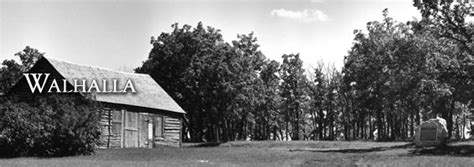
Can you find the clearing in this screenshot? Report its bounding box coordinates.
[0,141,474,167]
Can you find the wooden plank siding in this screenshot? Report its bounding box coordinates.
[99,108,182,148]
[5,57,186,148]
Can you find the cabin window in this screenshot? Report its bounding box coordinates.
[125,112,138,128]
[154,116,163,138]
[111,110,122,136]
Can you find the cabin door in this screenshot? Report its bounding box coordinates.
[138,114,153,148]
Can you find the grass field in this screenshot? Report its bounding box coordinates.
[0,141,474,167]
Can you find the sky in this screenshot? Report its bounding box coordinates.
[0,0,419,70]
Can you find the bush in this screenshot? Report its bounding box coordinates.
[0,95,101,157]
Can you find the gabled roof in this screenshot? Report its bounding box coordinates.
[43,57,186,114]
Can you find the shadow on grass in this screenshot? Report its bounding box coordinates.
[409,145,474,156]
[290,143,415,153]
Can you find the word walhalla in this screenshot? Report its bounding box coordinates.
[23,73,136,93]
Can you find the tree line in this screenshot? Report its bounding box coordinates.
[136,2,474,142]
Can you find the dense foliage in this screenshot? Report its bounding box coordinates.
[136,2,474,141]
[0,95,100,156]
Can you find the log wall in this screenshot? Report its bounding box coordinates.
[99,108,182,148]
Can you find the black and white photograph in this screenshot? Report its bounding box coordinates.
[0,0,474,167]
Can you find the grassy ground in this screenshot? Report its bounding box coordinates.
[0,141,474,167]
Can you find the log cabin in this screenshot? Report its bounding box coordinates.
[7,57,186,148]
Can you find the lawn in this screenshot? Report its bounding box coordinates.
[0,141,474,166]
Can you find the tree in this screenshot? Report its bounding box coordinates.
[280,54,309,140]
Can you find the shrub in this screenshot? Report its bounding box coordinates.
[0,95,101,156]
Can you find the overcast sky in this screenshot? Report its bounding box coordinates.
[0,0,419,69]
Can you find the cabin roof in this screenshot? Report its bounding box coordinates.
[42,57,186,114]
☆ ☆ ☆ ☆
Lay out every line of the records above as a JSON list of strings, one string per line, with blank lines skipped and the pictures left out.

[
  "Can you find the clearing in this screenshot? Report its bounding box coordinates.",
  "[0,141,474,167]",
  "Can you find the wooden plank siding in this screenshot? Report its bounding box coordinates.",
  "[99,108,182,148]",
  "[5,57,186,148]",
  "Can you find the cabin window in this screenshot? Report its bounding box coordinates.",
  "[125,112,138,128]",
  "[154,116,163,138]",
  "[111,110,122,136]",
  "Can you find the cabin door in this screenshot? Report its bounding box coordinates.",
  "[138,114,153,148]",
  "Can you find the grass field in this screenshot? Report its bounding box coordinates.",
  "[0,141,474,167]",
  "Can you find the sky in this screenshot? Report its bounding box coordinates.",
  "[0,0,419,70]",
  "Can you find the bush in this screenshot? Report its bounding box coordinates.",
  "[0,95,101,157]",
  "Can you find the gabled roof in this screenshot? Report its bounding box coordinates.",
  "[43,57,186,114]",
  "Can you find the shadow on grass in this screenshot? Report its bounding box coordinates.",
  "[409,145,474,156]",
  "[290,143,415,153]",
  "Can you find the word walhalla in this screenshot? Report its bounding box coordinates.",
  "[23,73,136,93]",
  "Can you find the tree line in this screenshot? Report its bounding box coordinates.",
  "[136,2,474,142]",
  "Can you find the dense foliage in this screenshot? Report its bounding box coordinates.",
  "[136,2,474,141]",
  "[0,95,100,156]",
  "Can you find the log wall in this screenshot? Report its bounding box coordinates.",
  "[99,108,182,148]",
  "Can you find the black and white photograph in this screenshot? Report its bounding box coordinates.",
  "[0,0,474,167]",
  "Can you find the grassy ground in this screenshot? Report its bounding box coordinates.",
  "[0,141,474,167]",
  "Can you find the log cabin in this screenshot? Report its bounding box coordinates.",
  "[7,57,186,148]",
  "Can you find the lawn in this screenshot? Report its bounding box coordinates.",
  "[0,141,474,166]",
  "Can you find the tree in this screenshot? Report its bounding box coordinates.",
  "[280,54,309,140]",
  "Can you find the shrub in this screenshot? Report its bounding box coordinates.",
  "[0,95,101,156]",
  "Can you find the overcast sky in this screenshot? Report its bounding box coordinates.",
  "[0,0,419,69]",
  "Can you find the cabin roof in this screenshot? Report its bounding box coordinates.",
  "[42,57,186,114]"
]